(Dataset excerpts begins)

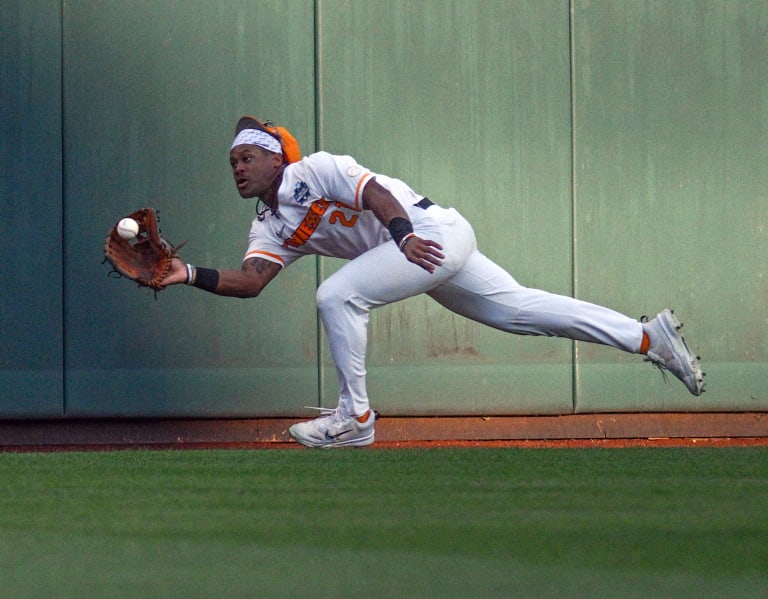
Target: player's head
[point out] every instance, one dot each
(251, 132)
(277, 140)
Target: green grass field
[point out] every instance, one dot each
(469, 522)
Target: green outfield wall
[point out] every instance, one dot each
(614, 150)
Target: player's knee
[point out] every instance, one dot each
(328, 296)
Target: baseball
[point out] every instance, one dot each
(127, 228)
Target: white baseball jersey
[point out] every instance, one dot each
(320, 211)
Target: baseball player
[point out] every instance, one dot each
(399, 244)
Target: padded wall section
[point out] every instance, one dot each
(31, 333)
(671, 147)
(468, 102)
(152, 94)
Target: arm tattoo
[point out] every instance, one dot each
(258, 265)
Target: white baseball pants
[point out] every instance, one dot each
(467, 283)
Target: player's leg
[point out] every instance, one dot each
(378, 277)
(485, 292)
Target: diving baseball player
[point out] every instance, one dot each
(399, 244)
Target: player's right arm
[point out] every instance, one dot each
(255, 274)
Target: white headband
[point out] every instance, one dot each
(256, 137)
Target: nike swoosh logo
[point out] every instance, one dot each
(330, 437)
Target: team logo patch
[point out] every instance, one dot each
(301, 192)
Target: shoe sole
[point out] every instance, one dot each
(356, 442)
(671, 326)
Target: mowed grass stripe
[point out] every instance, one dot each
(425, 522)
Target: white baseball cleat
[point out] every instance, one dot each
(668, 351)
(334, 429)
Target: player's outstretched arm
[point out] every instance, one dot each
(254, 275)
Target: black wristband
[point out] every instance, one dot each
(399, 227)
(206, 279)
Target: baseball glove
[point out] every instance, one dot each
(147, 257)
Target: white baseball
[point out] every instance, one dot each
(127, 228)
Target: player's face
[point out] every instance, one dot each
(254, 170)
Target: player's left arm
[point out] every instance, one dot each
(423, 252)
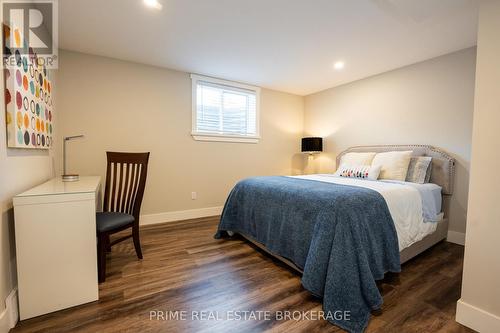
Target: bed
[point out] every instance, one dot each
(343, 234)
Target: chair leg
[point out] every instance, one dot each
(108, 244)
(101, 258)
(137, 242)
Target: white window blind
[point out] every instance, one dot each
(223, 109)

(Dataset excerpts ends)

> _Problem requirements_
Copy exactly the lines from the one containing "Target: white baseball cleat" through the final line of the records above, both included, and leave out any pictures.

> _Written answer_
Target: white baseball cleat
[point out] every instance, one dot each
(668, 351)
(334, 429)
Target: player's outstretched arm
[point out] every instance, one dot each
(254, 275)
Target: black wristband
[point out] every instance, one dot each
(399, 227)
(206, 279)
Target: baseball glove
[point out] every instance, one dot each
(147, 257)
Target: white baseball
[point out] every instance, one dot each
(127, 228)
Target: player's face
[point out] every instance, one dot each
(254, 170)
Target: player's left arm
[point out] every instance, one dot each
(423, 252)
Target: bed
[point out] every instance, one dot each
(343, 234)
Target: chair leg
[point out] every instance, one dot each
(108, 244)
(101, 258)
(137, 242)
Target: white window blind
[point out] every instance, one dot each
(223, 109)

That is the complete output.